Reproduce exactly the line with "Place a dot on every instance of the forest, one" and all the lines beneath it, stopping only at the end of the material.

### Excerpted records

----------------------------------------

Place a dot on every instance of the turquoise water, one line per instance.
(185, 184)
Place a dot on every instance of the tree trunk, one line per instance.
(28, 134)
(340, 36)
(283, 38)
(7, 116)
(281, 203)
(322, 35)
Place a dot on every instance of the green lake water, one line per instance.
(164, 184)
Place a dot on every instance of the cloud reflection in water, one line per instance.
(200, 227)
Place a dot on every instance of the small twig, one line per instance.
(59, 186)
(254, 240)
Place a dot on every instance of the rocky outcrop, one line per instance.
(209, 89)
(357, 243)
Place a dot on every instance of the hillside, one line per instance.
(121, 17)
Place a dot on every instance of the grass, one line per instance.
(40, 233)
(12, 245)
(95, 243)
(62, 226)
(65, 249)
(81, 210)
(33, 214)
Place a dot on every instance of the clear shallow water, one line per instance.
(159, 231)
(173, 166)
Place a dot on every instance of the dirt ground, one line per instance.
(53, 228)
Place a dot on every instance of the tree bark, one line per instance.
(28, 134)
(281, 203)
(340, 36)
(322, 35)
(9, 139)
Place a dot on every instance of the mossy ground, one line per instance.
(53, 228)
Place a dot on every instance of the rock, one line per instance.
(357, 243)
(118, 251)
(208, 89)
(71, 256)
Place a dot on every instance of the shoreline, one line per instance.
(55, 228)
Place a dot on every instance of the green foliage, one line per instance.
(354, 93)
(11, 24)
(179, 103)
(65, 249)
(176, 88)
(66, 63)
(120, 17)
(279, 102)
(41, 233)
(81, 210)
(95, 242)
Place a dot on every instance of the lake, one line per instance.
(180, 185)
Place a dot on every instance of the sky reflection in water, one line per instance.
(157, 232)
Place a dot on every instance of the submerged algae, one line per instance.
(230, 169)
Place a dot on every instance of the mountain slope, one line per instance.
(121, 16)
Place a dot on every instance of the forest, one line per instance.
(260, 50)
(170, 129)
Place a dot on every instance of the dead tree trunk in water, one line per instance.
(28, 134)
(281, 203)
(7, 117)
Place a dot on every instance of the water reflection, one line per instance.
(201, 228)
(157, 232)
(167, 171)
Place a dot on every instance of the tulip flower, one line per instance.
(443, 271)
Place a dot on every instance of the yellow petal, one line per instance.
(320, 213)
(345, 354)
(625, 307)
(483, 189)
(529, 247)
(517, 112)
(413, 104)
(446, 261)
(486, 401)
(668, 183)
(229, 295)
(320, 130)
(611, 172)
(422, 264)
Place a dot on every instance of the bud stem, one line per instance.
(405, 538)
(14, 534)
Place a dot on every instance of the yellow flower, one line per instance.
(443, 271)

----------------------------------------

### Answer to the exercise
Place a dot on every instance of the forest, one line per instance.
(260, 50)
(170, 129)
Place a dot on every instance of the dead tree trunk in water, one line per instance.
(28, 134)
(281, 203)
(7, 117)
Place a dot on every instance of the water reflection, one line per instance.
(201, 228)
(157, 232)
(167, 171)
Place a dot on every instance of the tulip flower, one line per instance.
(443, 271)
Place a dot on every instance of the yellow petal, one line per instance.
(320, 213)
(345, 354)
(625, 307)
(483, 189)
(529, 247)
(517, 112)
(413, 104)
(446, 261)
(486, 401)
(668, 183)
(229, 295)
(320, 130)
(611, 172)
(422, 264)
Place a dot on every instance of the bud stem, one line per instance.
(405, 538)
(14, 534)
Place a dot on every instance of the yellow flower, one line per instance.
(443, 271)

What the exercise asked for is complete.